# TASK LIST
[a] Copy word for word the part of the passage on small, frequent changes starting with "At we seek evolution" and going on through "of this principle.".
[b] In the passage on small, frequent changes, what does the product development analogy say to finish first when the goal is a large luxury car?

# TEXT PROVIDED
───
At we seek evolution and continuous operations, not revolution and sporadic operations. One analogy we often use is that we are in the business of building 747s (designed for repeatable take-offs and landings), and not one-off rockets (yes, Mr Musk is about to destroy this beautiful analogy). Changing small and frequently constitute the core of this principle.

Rabbit versus turtle

Small frequent, not infrequent and large changes

Small changes translate to speed, meaning you will get from one state to another quickly. Frequent changes mean faster feedback loop to improve on the change to the benefit of the receiver. Infrequent and larger changes lead to the opposite; slower speed and longer time to improve.

Who has ever heard of successful large IT-projects where everything comes together at one magical point in time? Not many, and the idea of frequent and small changes is not rocket-science, but the ability to work in this modus seems to be.

At, we work to avoid infrequent and large changes. For product development, the analogy we use, is that if we are going to build a large luxury car, let’s first scope and finish a skateboard. It is usable, but far from the car we envision. It is ok to even be ashamed of its state. It will soon improve. After the skateboard, we take aim at a soapbox car, and so it goes until we end up with a luxury car that is based on numerous user feedback loops.

Our approach often goes under the name of Minimum Viable Product or Minimum Loveable Product. However, we don’t stop at product development. In everything we do, from product development, to finance, sales and support, we seek to apply the same principle. Everyone, everywhere in the organization shall operate like a living organism and be in continuous change.

Continuous finance

As an example of continuity, let’s have a look at how we do finance.

Instead of once a year spending brutal amounts of time to create an annual expense budget, we evaluate new initiatives (costs and potential ROI) continuously. Whenever we decide to accrue a new cost, it’s added to a 24 month rolling financial forecast. Every employee has access to the financial forecast (12 and 20 months), and buckets of data like details about all online services we use and their monthly cost and trend, accumulated cash balance, monthly breakdown of expense cost types, total employee expenses, collections, etc.
───
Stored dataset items
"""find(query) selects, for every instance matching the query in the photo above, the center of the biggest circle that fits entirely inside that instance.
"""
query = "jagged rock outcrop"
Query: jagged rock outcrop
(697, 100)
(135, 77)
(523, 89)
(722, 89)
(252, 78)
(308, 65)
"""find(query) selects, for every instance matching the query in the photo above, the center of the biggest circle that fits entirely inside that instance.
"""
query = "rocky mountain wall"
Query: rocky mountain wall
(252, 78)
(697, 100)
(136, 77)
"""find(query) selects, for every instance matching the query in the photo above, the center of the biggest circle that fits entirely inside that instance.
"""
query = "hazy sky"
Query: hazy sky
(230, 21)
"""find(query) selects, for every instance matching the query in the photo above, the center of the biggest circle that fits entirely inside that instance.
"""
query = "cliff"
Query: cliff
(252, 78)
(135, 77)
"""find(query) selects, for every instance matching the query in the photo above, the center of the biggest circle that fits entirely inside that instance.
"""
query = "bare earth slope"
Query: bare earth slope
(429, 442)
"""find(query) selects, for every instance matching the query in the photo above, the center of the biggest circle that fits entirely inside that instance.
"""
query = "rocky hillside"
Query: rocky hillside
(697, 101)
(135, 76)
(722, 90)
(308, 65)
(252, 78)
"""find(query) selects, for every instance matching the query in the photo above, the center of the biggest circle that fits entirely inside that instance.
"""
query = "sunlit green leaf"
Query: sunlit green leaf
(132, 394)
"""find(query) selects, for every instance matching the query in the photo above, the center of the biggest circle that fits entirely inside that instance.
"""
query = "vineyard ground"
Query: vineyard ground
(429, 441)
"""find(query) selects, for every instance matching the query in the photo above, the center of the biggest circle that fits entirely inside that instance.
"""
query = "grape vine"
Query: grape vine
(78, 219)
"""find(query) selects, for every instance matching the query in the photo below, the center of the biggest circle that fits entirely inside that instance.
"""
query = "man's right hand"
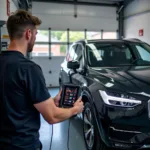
───
# TASK-BY-TASK RESULTS
[a]
At we seek evolution and continuous operations, not revolution and sporadic operations. One analogy we often use is that we are in the business of building 747s (designed for repeatable take-offs and landings), and not one-off rockets (yes, Mr Musk is about to destroy this beautiful analogy). Changing small and frequently constitute the core of this principle.

[b] A skateboard.